_Challenge A_. In the courtroom transcript, what exhibit designation does the registrar give the letter the witness has?

_Document excerpt_.

+ + +

MR. NICE: Your Honour, may the witness, possibly at the next break, have the opportunity to review it in full? It's always asking a lot of a witness to look at what I think it is a five-page document when he's in the witness box. If he can review it at the next break, possibly 16253 extending the next break by a couple of minutes, I would be very grateful.
JUDGE MAY: Of course. What we'll do is this: We'll have this marked for identification. But before we do, there was another document which was produced by the accused which was the, I think, the ethnic structures of the JNA generals. That will be given the next exhibit number, and this document which the witness has can have the following one.
Perhaps the registrar will just deal with that formally.
THE REGISTRAR: Yes, Your Honour. The list would be marked Defence Exhibit 101, and this letter will be marked Defence Exhibit 102 marked for identification.
JUDGE MAY: General, would you during the next break review that document when you have a chance to do so rather more at your leisure. Yes, Mr. Milosevic.
MR. MILOSEVIC: [Interpretation]
Q. Let us put aside the usual format of this document, because it says, "Outlines for the report of the head of the security administration." That was you. Let us put this aside. We will not debate now whether it is your document or not, considering at that Mr. May gave you instructions to read it during the break. Please bear in mind that I will be asking you questions regarding the content of these outlines, whether various things are correct or not in view of the time of this report.
You said that what I quoted was correct, but please read out the entire document, and you will tell me whether certain things are correct 16254 or not.
A. I said that some of the things were correct. I recognised them.
Q. Okay. You recognised some of them. But I will ask you during the break to point out what is not accurate, because the material truth is what matters, not the format of the document which you may have forgotten, as well as whether somebody else drafted this outline for you. That's not what matters. What matters is the content.

+ + +

_Records for processing_.
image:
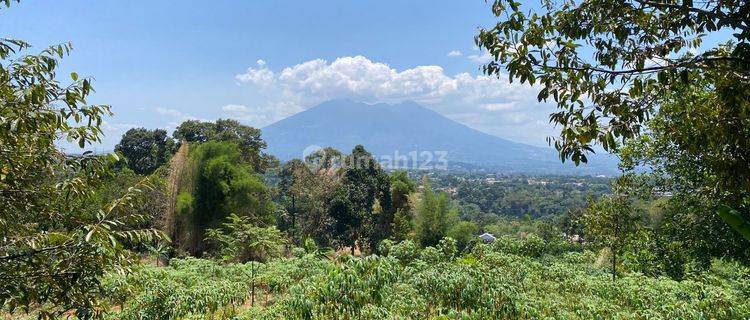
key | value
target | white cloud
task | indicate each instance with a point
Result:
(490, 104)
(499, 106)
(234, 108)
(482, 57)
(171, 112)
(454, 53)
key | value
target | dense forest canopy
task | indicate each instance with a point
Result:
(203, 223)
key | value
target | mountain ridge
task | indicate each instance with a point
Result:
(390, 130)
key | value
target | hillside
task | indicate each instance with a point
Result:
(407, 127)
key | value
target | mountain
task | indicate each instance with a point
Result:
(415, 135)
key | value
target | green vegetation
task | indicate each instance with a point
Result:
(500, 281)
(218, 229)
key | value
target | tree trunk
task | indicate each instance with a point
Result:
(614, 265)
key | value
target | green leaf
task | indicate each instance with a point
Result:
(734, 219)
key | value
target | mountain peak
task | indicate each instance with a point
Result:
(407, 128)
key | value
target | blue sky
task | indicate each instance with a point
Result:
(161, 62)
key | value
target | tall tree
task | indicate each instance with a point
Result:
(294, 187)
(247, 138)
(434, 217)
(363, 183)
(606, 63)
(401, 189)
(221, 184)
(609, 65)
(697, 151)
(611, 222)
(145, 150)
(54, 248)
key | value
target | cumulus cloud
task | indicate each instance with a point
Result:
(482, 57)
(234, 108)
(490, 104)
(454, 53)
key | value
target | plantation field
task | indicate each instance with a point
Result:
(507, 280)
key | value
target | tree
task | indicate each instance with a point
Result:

+ + +

_Challenge B_. Collect each line of the listing that contains the word "mountain".

_Exercise solution A_. Defence Exhibit 102, marked for identification.

_Exercise solution B_.
target | mountain ridge
target | mountain
target | mountain peak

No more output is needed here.